### PAGE EXTRACT:

* * *

Jacinta: Okay, so much for an induction coil, to which we shall no doubt return, as well as to inductors and electromagnetic radiation. Let’s go back to the cathode ray tube and the discovery of the electron.

Canto: No, I need to continue this, as I’m hoping it’ll help us when we come to explaining transformers. Maybe. A key component of the induction coil was/is the interruptor. To have the coil functioning continuously, you have to repeatedly connect and disconnect the DC current. So a magnetically activated device called an interruptor or a break is mounted beside the iron core. It has an armature mechanism which is attracted by the increasing magnetic field created by the DC current. It moves towards the core, disconnecting the current, the magnetic field collapses, creating a spark, and the armature springs back to its original position. The current is reconnected and the process is repeated, cycling through many times per second.

A Crookes tube showing green fluorescence. The shadow of the metal cross on the glass showed that electrons travelled in straight lines

Jacinta: Right so now I’ll take us back to the cathode ray tube, starting with the Crookes tube, developed around 1870. When we’re talking about cathode rays, they’re just electron beams. But they certainly didn’t know that in the 1870s. The Crookes tube, simply a partially evacuated glass tube with cathode and anode at either end, was what Rontgen used to discover X-rays.

* * *

### SUPPLIED MATERIAL:
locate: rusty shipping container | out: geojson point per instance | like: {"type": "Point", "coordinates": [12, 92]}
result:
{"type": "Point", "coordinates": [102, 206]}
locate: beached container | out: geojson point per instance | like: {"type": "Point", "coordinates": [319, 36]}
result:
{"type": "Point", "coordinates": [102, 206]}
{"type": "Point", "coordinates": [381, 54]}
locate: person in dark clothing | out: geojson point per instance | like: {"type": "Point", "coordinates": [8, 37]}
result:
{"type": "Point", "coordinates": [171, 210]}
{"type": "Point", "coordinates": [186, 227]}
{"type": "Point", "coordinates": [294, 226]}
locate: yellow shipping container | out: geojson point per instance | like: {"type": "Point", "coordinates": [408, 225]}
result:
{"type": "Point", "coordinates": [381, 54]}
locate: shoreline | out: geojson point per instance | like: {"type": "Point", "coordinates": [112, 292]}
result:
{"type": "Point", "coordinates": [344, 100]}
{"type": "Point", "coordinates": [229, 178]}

* * *

### PROMPT:
Reproduce the passage of the conversation about induction coils and cathode ray tubes from "Canto: No, I" to "times per second.", keeping every word and punctuation mark unchanged.

### OUTPUT FOR THIS TASK:
Canto: No, I need to continue this, as I’m hoping it’ll help us when we come to explaining transformers. Maybe. A key component of the induction coil was/is the interruptor. To have the coil functioning continuously, you have to repeatedly connect and disconnect the DC current. So a magnetically activated device called an interruptor or a break is mounted beside the iron core. It has an armature mechanism which is attracted by the increasing magnetic field created by the DC current. It moves towards the core, disconnecting the current, the magnetic field collapses, creating a spark, and the armature springs back to its original position. The current is reconnected and the process is repeated, cycling through many times per second.